#### TASK DETAILS:
Find the line with "Target: woman in teal floral top" in the listing below. Write it out exactly, along with every later line up to the final one.

Top of DATA FOR ANALYSIS

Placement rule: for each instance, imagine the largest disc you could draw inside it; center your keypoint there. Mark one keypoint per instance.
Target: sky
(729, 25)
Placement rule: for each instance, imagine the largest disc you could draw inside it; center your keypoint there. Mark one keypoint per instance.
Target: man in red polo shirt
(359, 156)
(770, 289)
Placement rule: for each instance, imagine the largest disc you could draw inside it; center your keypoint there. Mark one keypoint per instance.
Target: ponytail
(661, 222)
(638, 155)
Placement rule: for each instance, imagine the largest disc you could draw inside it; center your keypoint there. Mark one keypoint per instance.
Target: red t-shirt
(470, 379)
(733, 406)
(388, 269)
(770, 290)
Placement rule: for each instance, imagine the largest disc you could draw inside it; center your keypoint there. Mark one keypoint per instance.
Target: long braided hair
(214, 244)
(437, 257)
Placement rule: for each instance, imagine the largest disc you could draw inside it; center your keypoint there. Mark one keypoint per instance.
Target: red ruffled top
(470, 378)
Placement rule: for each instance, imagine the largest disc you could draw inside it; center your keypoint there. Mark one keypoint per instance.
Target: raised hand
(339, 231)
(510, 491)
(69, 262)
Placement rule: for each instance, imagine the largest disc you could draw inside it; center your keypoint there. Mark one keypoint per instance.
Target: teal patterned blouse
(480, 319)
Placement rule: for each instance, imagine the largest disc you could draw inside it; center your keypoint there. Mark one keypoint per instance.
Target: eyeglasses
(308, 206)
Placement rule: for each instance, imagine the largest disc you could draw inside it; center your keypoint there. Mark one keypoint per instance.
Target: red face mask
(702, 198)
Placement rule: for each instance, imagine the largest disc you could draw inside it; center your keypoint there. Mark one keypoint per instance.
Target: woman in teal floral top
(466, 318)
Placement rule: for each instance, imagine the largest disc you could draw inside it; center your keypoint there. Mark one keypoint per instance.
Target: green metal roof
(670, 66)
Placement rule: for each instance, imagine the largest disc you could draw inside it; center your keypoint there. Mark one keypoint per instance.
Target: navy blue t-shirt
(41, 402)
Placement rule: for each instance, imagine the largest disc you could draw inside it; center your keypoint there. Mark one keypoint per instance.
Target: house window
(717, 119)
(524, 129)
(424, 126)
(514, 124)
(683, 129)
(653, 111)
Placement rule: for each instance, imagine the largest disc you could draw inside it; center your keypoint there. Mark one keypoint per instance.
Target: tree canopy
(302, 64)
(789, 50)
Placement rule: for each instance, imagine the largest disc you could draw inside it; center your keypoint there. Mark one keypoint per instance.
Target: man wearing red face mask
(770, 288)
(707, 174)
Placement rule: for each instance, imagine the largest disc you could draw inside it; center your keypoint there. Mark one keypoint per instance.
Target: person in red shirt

Bottom of DATA FOR ANALYSIS

#### SOLUTION FOR THIS EXERCISE:
Target: woman in teal floral top
(466, 318)
Placement rule: for each instance, imagine the largest disc you could draw inside it; center your keypoint there. Mark one keypoint per instance.
Target: green metal roof
(670, 66)
Placement rule: for each instance, imagine the largest disc you could draw inside it; center your keypoint there. Mark one keypoint per instance.
Target: navy blue t-shirt
(41, 402)
Placement rule: for each instance, imagine the largest disc you could draw inside it; center your keypoint there. Mark one keypoint per instance.
Target: house window
(717, 119)
(524, 129)
(424, 126)
(514, 124)
(683, 129)
(653, 111)
Placement rule: for each instance, imagine the largest disc you could draw inside it; center your keypoint there. Mark one keypoint per instance.
Target: tree canopy
(302, 64)
(789, 50)
Placement rule: for each instance, imagine the largest disc you could draw inside it; center your keypoint there. Mark one keypoint per instance.
Target: man wearing red face mask
(770, 288)
(707, 174)
Placement rule: for each instance, imagine the largest disc you could draw inside it; center your keypoint there. Mark one keypoint per instance.
Target: person in red shirt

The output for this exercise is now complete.